[[ Text segment, beginning ]]
SA: There is happiness in sorrow, because knowing the truth releases you, whereas ignoring it imprisons you. The same goes about our existence and my work. When we will face the truth of our existence, we will be released. Although I believe it will bring us sadness, it will, at the same time, bring us happiness.
[Installation view of Driven by Storms. Photo credit, Ayyam Gallery.]
MI: How do you feel when you observe viewers’ reactions to your work?
SA: It brings me a great feeling, to watch people discovering my work because I feel myself talking to them through my art. But at the same time, if I have to personally engage with them, I want to run away, because I feel exposed.
[Installation view of Driven by Storms. Photo credit Ayyam Gallery.]
[Take Your Boat and Abandon Your Home, from Ali`s Boat series (2015). Image copyright the artist. Courtesy of Ayyam Gallery.]
Marina Iordan: Tell me about your curatorial process. How did you conduct your research?
Nat Muller: I knew Sadik’s work quite well, because there are not many Iraqi artists in diaspora in The Netherlands. I had met him before and seen his piece at Mathaf [Arab Museum of Modern Art, Doha] and was very impressed. Then I was asked to do the monograph and received thirty years of Sadik’s work with hundreds of images meticulously organised into folders.
I just spent time with it, to get a feel of it and see the development. What I think is interesting in Sadik’s work, that can also be observed in the book, is that his early work from the 1980s, heavily influenced by German expressionism, is about his time in Iraq during the [Iran-Iraq] war. It feeds into his work thirty years later, with a very different aesthetic and approach but you still see that things are coming back. He will never say that, but there is humour in his work.
It’s interesting to work with Sadik, because he never knows where the work is going to take him. He would tell me something and I would come back to his studio two weeks later to discover he has done something completely different. Somehow there is the idea of an artistic journey in his work.
MI: Today’s aesthetics of Middle Eastern art penetrate and influence many aspects of society. Within this blurry field between politics, aesthetics, discourse, and mediation, where would you situate Sadik’s practice?
[[ Text segment, end ]]
# Task requirements:
(a) In the interview, copy everything between "[Installation view of Driven by Storms. Photo credit, Ayyam" and "conduct your research?", inclusive.
(b) Answer these questions from the interview:
(i) What does SA say he wants to do if he has to personally engage with viewers?
(ii) Where had Nat Muller seen Sadik's piece before being asked to do the monograph?
(iii) According to Nat Muller, what heavily influenced Sadik's early work from the 1980s?
[[ Data supplied, beginning ]]
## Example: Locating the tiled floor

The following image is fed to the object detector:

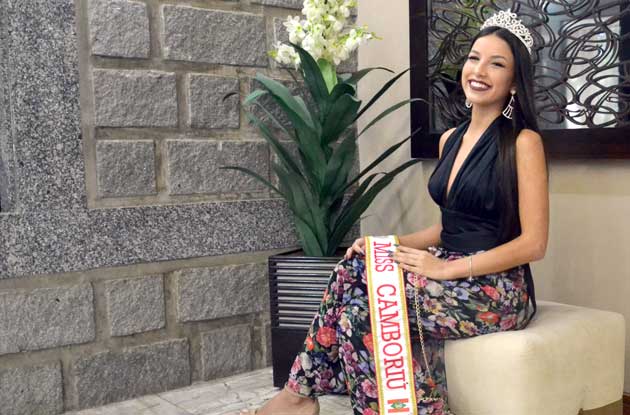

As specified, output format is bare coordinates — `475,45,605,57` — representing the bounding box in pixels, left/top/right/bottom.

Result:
64,368,352,415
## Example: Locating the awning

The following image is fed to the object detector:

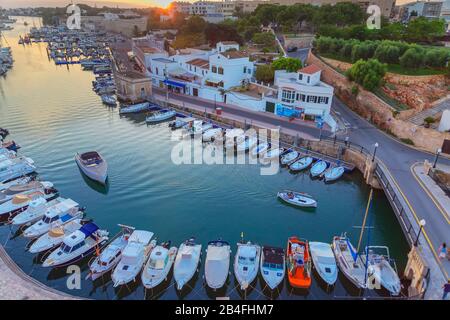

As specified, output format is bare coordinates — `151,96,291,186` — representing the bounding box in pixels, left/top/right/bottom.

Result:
164,80,186,89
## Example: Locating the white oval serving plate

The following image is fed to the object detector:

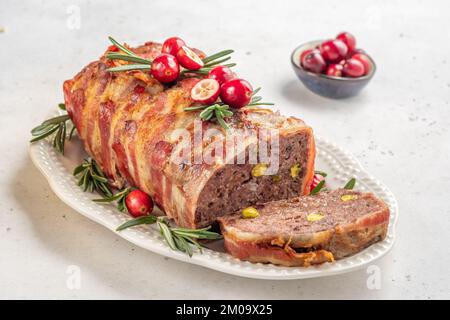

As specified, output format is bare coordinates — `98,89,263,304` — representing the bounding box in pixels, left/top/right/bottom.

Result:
30,119,398,280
[[ Data supplied, end ]]
# Answers below:
(a)
[Installation view of Driven by Storms. Photo credit, Ayyam Gallery.]
MI: How do you feel when you observe viewers’ reactions to your work?
SA: It brings me a great feeling, to watch people discovering my work because I feel myself talking to them through my art. But at the same time, if I have to personally engage with them, I want to run away, because I feel exposed.
[Installation view of Driven by Storms. Photo credit Ayyam Gallery.]
[Take Your Boat and Abandon Your Home, from Ali`s Boat series (2015). Image copyright the artist. Courtesy of Ayyam Gallery.]
Marina Iordan: Tell me about your curatorial process. How did you conduct your research?

(b)
(i) He wants to run away, because he feels exposed.
(ii) At Mathaf (Arab Museum of Modern Art, Doha).
(iii) German expressionism.